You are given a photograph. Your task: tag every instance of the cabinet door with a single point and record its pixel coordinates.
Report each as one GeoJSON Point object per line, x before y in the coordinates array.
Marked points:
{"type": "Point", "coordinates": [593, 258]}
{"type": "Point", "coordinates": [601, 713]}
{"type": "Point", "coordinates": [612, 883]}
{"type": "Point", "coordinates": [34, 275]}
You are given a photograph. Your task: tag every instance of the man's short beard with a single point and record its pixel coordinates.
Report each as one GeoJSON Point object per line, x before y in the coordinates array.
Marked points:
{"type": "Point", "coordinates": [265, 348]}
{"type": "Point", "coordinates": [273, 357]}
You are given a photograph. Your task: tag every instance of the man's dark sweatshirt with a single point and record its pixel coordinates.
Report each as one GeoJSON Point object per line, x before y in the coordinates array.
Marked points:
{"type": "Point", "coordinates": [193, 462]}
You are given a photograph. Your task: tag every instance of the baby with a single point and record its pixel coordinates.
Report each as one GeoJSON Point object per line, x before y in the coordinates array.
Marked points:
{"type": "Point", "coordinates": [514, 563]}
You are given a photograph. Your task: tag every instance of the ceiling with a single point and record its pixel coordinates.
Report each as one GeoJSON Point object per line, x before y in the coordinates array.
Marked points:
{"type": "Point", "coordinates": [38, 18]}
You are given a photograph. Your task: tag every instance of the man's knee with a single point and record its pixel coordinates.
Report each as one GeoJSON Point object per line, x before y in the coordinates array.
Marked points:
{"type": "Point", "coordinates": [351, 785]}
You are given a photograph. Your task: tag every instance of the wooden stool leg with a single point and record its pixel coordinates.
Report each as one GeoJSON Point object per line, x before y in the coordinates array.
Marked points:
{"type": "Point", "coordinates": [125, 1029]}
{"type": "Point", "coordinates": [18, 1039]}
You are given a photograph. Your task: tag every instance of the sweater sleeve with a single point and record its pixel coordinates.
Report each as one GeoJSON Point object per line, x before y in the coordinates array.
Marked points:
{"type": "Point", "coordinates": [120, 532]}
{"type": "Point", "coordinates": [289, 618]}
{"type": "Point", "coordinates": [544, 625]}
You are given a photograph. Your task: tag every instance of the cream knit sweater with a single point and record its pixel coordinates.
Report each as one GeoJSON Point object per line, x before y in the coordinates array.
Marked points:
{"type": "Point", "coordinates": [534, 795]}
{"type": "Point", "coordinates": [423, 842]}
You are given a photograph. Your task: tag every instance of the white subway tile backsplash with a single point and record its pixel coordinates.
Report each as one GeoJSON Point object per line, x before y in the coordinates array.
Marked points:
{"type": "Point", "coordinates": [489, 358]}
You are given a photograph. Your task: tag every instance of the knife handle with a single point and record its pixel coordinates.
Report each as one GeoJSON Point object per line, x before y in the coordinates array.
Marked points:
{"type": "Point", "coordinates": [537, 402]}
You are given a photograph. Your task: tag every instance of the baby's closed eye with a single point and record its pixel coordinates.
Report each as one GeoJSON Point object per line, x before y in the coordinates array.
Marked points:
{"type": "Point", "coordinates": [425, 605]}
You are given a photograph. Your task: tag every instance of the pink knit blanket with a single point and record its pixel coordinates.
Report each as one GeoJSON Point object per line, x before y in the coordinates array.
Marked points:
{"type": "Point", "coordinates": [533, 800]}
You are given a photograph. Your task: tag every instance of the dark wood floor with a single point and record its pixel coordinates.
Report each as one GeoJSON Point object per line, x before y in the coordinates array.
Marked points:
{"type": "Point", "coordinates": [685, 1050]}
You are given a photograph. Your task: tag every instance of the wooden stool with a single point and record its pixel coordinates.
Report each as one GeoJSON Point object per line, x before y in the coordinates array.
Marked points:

□ □ □ □ □ □ □

| GOAL OF THE EXERCISE |
Wherever the string "stool" shows up in a line of the records, count that line once. Report the total alone.

| WRITTEN RESPONSE |
2